• **Tarefa 1**: Por favor, liste todas as regiões do Brasil citadas pelo nome no trecho sobre a construção da identidade musical nacional.
• **Tarefa 2**: Dê seguimento ao trecho sobre a construção da identidade musical nacional, começando logo após a última frase apresentada.

1.2  A CONSTRUÇÃO DA IDENTIDADE MUSICAL NACIONAL

Ao mesmo tempo em que o modernista Mário de Andrade refletia sobre a música nacional e, consequentemente, sobre a música popular produzida no Brasil, a indústria fonográfica brasileira começava a trilhar a sua trajetória na história do Brasil.

Data de 1902 o primeiro disco gravado no país – pelo compositor e cantor Xisto Bahia   e em 07 de setembro de 1922, foi realizada, na comemoração do centenário da independência, a primeira transmissão radiofônica. Na ocasião, foi transmitido o discurso do então presidente da República, Epitácio Pessoa, assim como algumas óperas. Esses acontecimentos modificaram o sistema de comunicação no Brasil, inserindo-o na lógica da modernização ocidental. Assim, a implantação do rádio no país não estava distante das ideias de modernização, tão em voga no Brasil na década de 1920, encontradas, inclusive, na perspectiva de Andrade.

Apesar de Mário de Andrade ter percebido as Regiões Nordeste e Norte como as mais frutíferas, do ponto de vista da música popular brasileira – por estarem diretamente associadas ao “mundo rural” – e como a maior fonte de brasilidade, e de os modernistas terem influenciado diversos intelectuais na década de 1930, que se encontravam para além da Região do Sudeste, foi nessa região que primeiro se instalou todo o aparato fonográfico brasileiro, como também o mais significativo meio de comunicação do início do século XX, o rádio. Isso está associado ao fato de que todo o processo de modernização brasileira ocorrido nesse século foi extremamente concentrado nessa região que, ressalte-se, já vinha concentrando os lucros da riqueza nacional desde o século XVIII com a descoberta das minas. Com a intensificação do processo de modernização do país, na década de 1920, houve um aumento no processo migratório. Assim, além da concentração da riqueza e do domínio político nacional, o Sudeste passava a absorver, com a crescente urbanização e industrialização, um grande contingente populacional.

Do ponto de vista da música popular, foram as manifestações populares urbanas da capital nacional que tiveram mais acesso às novas tecnologias que ajudavam a difundir determinadas práticas culturais. Na música popular urbana, já na década de 1920, sobretudo na década de 1930, o gênero do samba passava a ser o seu representante máximo a ponto de tornar-se, em 1930, um elemento de brasilidade. Assim, “dada à influência cultural e econômica da capital do país, o samba deixou de ser apenas carioca, para se tornar „brasileiro‟, „ nossa parte na sinfonia musical‟” (NAPOLITANO, 2007, p. 31). Por isso o processo que levou o samba a angariar o status de nacionalidade, na década de 1930, não  pode aparecer dissociado das contingências históricas que fizeram com que os sambistas tivessem – do ponto de vista geográfico – um acesso relativamente fácil às novas tecnologias divulgadoras das suas músicas.

• **Linhas de dados**:
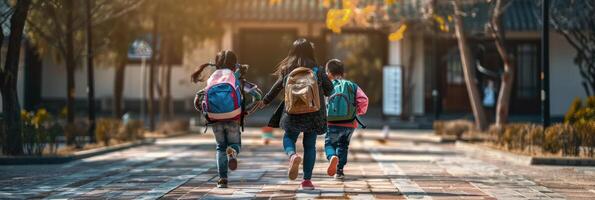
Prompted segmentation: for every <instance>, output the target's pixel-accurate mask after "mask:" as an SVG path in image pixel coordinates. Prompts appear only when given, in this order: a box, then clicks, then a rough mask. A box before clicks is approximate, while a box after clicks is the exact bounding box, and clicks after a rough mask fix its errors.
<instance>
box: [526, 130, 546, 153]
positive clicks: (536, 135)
mask: <svg viewBox="0 0 595 200" xmlns="http://www.w3.org/2000/svg"><path fill="white" fill-rule="evenodd" d="M525 128H526V131H527V133H526V135H525V141H526V142H527V143H526V144H527V147H528V148H529V152H533V151H534V147H540V146H542V145H543V140H544V132H543V126H541V125H536V124H528V125H527V126H526V127H525Z"/></svg>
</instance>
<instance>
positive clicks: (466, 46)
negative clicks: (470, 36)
mask: <svg viewBox="0 0 595 200" xmlns="http://www.w3.org/2000/svg"><path fill="white" fill-rule="evenodd" d="M453 7H454V10H455V15H454V22H455V34H456V36H457V40H458V45H459V51H460V53H461V62H462V64H463V75H464V76H465V84H466V86H467V93H468V94H469V102H470V103H471V109H472V110H473V116H474V118H475V126H476V128H477V129H479V130H486V129H487V120H486V116H485V112H484V110H483V107H482V105H481V99H480V95H479V90H478V88H477V82H476V79H475V77H476V76H475V68H474V62H473V57H472V54H471V51H470V50H469V46H468V45H469V44H468V42H467V38H466V36H465V32H464V30H463V19H462V17H461V15H462V12H461V10H460V7H459V0H454V1H453Z"/></svg>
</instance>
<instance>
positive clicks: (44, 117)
mask: <svg viewBox="0 0 595 200" xmlns="http://www.w3.org/2000/svg"><path fill="white" fill-rule="evenodd" d="M49 117H50V115H49V113H48V111H47V110H46V109H44V108H40V109H38V110H37V112H36V113H35V115H34V116H33V118H31V123H32V124H33V125H35V127H38V128H39V126H41V125H42V124H43V123H44V122H46V121H47V120H48V119H49Z"/></svg>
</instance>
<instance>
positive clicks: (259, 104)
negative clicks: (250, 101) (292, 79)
mask: <svg viewBox="0 0 595 200" xmlns="http://www.w3.org/2000/svg"><path fill="white" fill-rule="evenodd" d="M266 106H267V104H265V103H264V101H257V102H255V103H254V106H253V107H252V110H253V111H254V112H255V111H256V110H262V109H263V108H264V107H266Z"/></svg>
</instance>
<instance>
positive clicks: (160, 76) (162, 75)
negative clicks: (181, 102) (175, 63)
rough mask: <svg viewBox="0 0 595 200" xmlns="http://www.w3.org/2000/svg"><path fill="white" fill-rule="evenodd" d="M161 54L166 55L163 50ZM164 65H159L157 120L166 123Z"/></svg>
mask: <svg viewBox="0 0 595 200" xmlns="http://www.w3.org/2000/svg"><path fill="white" fill-rule="evenodd" d="M162 44H163V43H162ZM162 53H164V54H165V53H167V50H163V51H162ZM164 58H165V59H164V60H167V56H164ZM162 61H163V60H162ZM164 64H165V63H164V62H161V63H160V64H159V87H157V88H158V91H159V116H160V118H159V119H160V120H161V121H167V119H166V118H167V100H166V99H165V85H166V84H165V81H166V79H167V77H166V76H167V72H166V70H167V68H166V67H164Z"/></svg>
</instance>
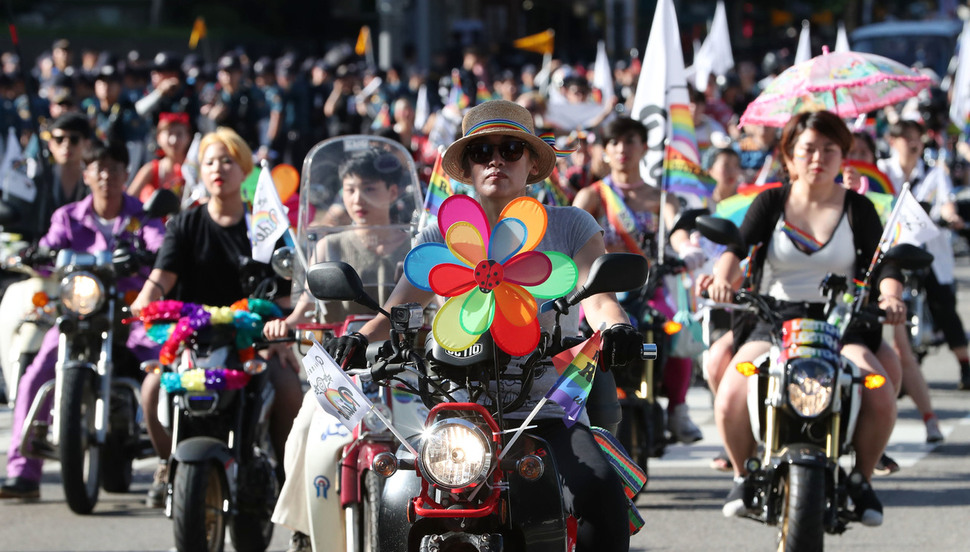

• **Resposta 1**: Nordeste, Norte, Sudeste

• **Resposta 2**:
Não queremos negar os embates sociais que ocorreram nesse processo, mas apenas deixar claro que o gesto que possibilitou a ascensão de setores populares do Rio de Janeiro advém de uma série de acontecimentos importantes na configuração histórica brasileira. Em nossa investigação, é importante atentar para isso, já que a música popular produzida no Nordeste brasileiro – aqui analisada a partir das obras de Jackson do Pandeiro – estabeleceu um importante diálogo com as produções nacionais. Esse diálogo se deu, portanto, pelo fato de que, a partir da década de 1930, as músicas urbanas passaram a ser veiculadas pelo rádio, tornando-as assim, “um fato social cada vez mais relevante” (SANDRONI, 2004, p.27).

Mais do que as gravações realizadas no gramofone, instrumento a que a música popular urbana tinha acesso, o rádio foi um elemento de transformações da realidade brasileira. Na década de 1930, desenvolveu-se de modo mais sólido. O governo Vargas foi perspicaz em perceber as contribuições que esse meio de comunicação teria na aplicação dos preceitos nacionalistas. Assim, sobretudo no Estado Novo, o rádio teve um importante papel na política getulista, não só na divulgação da música urbana como também na integração da nação. Capelato afirma que “muito se insistia no fato de que o rádio devia estar voltado para o homem do interior, contribuindo para o seu desenvolvimento e integração na coletividade nacional” (1999, p.177). Então, apesar de as políticas para o rádio, no Estado Novo, não terem exercido um controle tão forte, se comparado ao fascismo alemão e ao italiano, não se pode menosprezar a importância de sua propaganda política.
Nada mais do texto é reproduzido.